Starting at the line that contains "the green leaves", restate each line word for word through the final line of the data, keeping both ends.
═══ Information given ═══
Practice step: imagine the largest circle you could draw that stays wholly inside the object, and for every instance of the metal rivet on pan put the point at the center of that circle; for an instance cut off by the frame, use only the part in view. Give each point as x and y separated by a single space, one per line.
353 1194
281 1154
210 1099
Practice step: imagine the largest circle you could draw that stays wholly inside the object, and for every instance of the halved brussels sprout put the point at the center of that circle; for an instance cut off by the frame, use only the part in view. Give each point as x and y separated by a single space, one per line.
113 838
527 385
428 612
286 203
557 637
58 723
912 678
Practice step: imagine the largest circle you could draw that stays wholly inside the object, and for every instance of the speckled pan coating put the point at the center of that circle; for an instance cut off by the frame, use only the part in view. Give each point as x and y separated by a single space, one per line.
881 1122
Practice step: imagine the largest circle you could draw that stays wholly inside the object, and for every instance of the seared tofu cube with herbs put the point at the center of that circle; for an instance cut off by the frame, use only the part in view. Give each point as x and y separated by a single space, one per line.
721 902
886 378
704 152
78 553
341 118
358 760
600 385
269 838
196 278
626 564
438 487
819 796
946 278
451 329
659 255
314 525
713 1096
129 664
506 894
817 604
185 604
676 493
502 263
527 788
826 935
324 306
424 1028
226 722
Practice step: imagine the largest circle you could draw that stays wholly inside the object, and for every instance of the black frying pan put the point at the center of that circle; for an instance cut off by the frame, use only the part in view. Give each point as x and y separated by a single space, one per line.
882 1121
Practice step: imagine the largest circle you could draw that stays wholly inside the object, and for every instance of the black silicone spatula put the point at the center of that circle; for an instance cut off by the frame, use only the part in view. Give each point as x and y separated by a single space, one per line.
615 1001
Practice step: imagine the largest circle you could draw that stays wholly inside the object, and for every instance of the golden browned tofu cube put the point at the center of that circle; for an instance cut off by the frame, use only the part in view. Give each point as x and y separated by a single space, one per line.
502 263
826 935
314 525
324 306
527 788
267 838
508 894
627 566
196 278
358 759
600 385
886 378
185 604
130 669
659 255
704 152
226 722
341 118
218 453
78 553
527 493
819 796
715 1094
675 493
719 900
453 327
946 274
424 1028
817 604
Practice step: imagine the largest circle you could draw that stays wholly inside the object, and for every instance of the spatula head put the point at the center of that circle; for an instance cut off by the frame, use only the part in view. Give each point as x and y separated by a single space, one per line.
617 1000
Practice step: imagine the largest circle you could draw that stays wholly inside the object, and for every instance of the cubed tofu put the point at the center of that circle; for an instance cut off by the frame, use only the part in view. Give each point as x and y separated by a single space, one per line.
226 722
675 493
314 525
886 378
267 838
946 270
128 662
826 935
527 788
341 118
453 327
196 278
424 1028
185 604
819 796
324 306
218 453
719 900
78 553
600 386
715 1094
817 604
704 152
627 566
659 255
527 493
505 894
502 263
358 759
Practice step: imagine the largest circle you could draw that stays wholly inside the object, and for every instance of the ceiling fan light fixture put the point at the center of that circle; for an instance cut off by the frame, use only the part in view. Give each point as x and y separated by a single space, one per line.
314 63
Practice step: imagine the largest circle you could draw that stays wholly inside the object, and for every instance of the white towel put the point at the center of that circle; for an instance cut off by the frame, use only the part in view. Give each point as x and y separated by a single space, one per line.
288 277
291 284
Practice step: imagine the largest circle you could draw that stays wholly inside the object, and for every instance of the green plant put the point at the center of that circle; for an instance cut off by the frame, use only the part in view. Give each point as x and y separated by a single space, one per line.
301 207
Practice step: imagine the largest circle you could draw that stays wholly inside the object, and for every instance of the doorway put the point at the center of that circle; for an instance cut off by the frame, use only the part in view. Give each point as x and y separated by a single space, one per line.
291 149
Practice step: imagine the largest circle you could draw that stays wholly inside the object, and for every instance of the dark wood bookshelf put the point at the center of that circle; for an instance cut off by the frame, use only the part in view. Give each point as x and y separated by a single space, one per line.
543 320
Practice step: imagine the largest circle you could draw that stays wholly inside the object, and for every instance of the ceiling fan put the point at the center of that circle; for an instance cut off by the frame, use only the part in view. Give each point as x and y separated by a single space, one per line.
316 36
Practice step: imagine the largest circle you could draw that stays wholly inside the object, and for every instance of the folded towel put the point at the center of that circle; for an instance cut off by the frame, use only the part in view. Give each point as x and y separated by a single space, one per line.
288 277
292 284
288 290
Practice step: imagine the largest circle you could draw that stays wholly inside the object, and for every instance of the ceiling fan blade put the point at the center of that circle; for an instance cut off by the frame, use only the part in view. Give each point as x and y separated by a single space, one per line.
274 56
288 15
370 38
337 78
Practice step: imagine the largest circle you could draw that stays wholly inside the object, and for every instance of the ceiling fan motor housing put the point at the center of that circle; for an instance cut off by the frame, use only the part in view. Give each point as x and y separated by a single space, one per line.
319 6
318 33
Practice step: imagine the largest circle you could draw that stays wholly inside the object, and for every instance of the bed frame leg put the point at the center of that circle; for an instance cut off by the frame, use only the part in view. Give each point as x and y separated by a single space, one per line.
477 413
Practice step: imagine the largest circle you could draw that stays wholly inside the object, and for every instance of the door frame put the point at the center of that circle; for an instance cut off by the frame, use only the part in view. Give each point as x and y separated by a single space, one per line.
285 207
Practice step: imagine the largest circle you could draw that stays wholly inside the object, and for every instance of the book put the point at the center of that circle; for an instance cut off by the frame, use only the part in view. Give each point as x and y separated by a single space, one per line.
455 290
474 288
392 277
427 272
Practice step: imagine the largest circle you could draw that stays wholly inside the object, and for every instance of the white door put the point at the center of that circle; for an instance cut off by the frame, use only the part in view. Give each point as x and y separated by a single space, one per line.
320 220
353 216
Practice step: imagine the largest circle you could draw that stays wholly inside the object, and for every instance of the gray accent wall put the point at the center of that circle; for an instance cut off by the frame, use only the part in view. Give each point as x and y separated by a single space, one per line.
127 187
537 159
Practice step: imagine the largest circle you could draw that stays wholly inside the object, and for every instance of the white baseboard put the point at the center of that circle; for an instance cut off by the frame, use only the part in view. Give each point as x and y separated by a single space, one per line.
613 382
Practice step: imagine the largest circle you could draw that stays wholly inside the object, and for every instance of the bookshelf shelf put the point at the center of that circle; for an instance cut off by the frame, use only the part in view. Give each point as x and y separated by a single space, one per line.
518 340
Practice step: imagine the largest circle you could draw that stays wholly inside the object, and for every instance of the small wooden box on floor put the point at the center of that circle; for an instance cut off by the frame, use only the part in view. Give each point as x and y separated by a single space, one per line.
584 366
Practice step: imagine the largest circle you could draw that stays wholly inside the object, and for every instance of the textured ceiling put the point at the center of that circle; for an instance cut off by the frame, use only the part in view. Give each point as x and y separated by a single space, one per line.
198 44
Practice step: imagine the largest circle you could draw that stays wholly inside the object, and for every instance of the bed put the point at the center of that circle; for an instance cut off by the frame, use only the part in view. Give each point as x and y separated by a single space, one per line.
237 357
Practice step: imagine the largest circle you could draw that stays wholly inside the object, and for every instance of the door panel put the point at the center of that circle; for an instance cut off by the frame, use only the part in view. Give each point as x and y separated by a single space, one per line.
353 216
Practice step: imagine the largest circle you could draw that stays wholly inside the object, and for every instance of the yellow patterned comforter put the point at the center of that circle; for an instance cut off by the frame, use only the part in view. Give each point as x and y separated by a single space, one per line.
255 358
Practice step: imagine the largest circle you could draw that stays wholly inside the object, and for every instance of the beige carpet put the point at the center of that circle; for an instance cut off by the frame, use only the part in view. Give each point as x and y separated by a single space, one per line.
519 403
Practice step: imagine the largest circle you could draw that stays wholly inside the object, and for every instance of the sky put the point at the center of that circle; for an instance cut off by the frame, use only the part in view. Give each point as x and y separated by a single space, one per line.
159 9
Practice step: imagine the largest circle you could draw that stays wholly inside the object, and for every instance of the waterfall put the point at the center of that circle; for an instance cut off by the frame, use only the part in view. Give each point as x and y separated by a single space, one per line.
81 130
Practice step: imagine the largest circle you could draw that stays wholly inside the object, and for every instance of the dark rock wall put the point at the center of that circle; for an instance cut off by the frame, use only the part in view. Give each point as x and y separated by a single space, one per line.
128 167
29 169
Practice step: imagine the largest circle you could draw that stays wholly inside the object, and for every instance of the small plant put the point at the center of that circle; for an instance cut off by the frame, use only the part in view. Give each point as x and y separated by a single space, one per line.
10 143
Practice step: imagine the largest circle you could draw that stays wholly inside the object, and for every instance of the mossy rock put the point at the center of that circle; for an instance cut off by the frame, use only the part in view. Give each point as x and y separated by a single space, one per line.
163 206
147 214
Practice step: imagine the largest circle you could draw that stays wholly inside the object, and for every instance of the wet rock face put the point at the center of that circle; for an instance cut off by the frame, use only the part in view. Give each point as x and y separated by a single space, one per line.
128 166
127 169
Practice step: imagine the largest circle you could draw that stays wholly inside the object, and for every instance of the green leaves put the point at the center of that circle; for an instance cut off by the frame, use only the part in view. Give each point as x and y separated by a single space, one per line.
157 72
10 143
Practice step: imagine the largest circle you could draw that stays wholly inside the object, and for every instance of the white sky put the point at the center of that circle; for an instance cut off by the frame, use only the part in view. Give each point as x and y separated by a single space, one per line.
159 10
═══
* Complete answer
Practice step: imagine the largest circle you could draw that stays wholly inside the object, and for every instance of the green leaves put the point at the center of that circle; for an instance cut off by the frame, use only the part in view. Give each point as x and y separated by a single space, one per line.
157 72
10 143
Practice step: imagine the largest circle you could draw that stays wholly inside the object, and for every instance of the white sky put the point at the center of that circle; for an instance cut off by the frame, use only the part in view. Give each point as x and y separated by a single space, one per line.
159 10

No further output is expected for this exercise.